__REQUEST__. Revise every line of the material below by replacing "instance" with "occurrence" and leaving everything else unchanged. Omit the pictures from your answer.

##### THE RECORDS

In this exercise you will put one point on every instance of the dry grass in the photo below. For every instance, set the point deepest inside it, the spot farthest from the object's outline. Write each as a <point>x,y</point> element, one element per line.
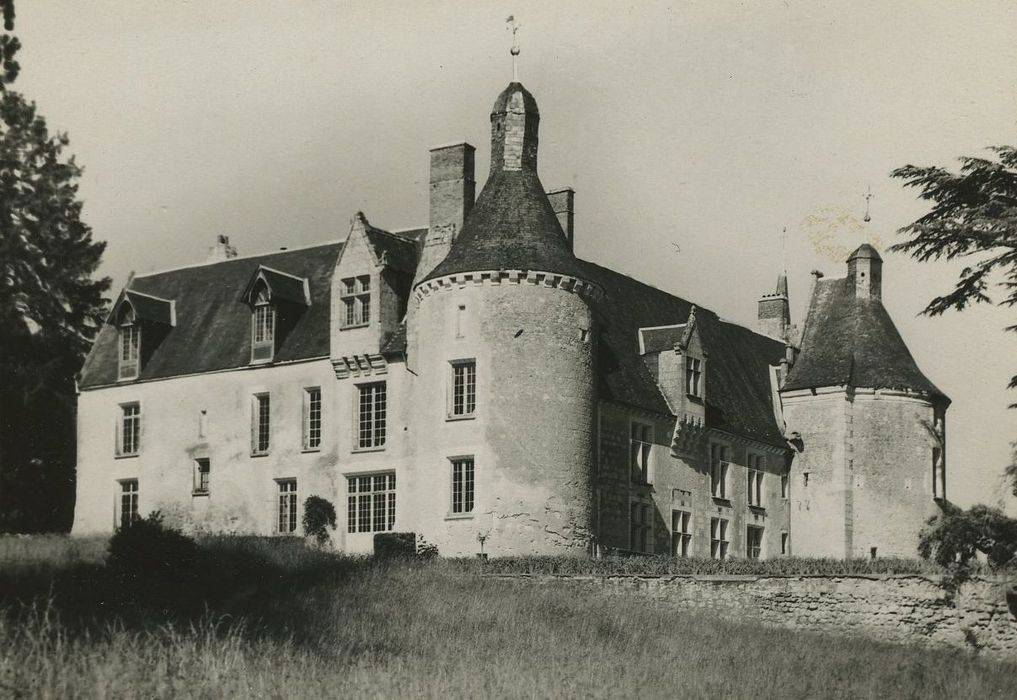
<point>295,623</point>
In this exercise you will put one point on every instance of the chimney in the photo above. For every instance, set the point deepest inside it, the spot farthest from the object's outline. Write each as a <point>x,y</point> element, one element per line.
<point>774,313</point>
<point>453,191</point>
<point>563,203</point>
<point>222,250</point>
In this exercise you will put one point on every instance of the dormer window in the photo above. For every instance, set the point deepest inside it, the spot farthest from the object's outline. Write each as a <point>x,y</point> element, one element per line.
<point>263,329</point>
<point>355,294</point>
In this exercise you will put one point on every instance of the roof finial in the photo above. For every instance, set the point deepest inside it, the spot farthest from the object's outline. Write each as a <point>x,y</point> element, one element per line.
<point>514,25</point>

##########

__SOLUTION TO THE PROBLEM__.
In this exercise you will put one point on every occurrence of the dry grass in the photo below. For every occurrence, set the point deepest inside it, the spot farthest from the object's outline. Write each as a <point>x,y</point> element, one element per line.
<point>295,623</point>
In this exercise you will put one point on every occurrence of the chimney in the photo above. For every occurrence, set the point deepest inside it, the spot farthest from the object's outline. Write each as a <point>x,y</point> element, one element per line.
<point>774,313</point>
<point>453,191</point>
<point>563,203</point>
<point>222,250</point>
In this exercise you will put one point on every occurrence of the dormer window in the photo above. For every occurrence, set the point deepest inside it, the spot farthest from the object's outline. Write each as a <point>x,y</point> element, one element per line.
<point>263,329</point>
<point>355,294</point>
In this exercise you will put one point on every occurrence of the roof finial in the photo above. For every occurrence, set the point deepest inside it, the spot farthest from the object's outline. Write each as a <point>x,y</point> element, one element per line.
<point>514,25</point>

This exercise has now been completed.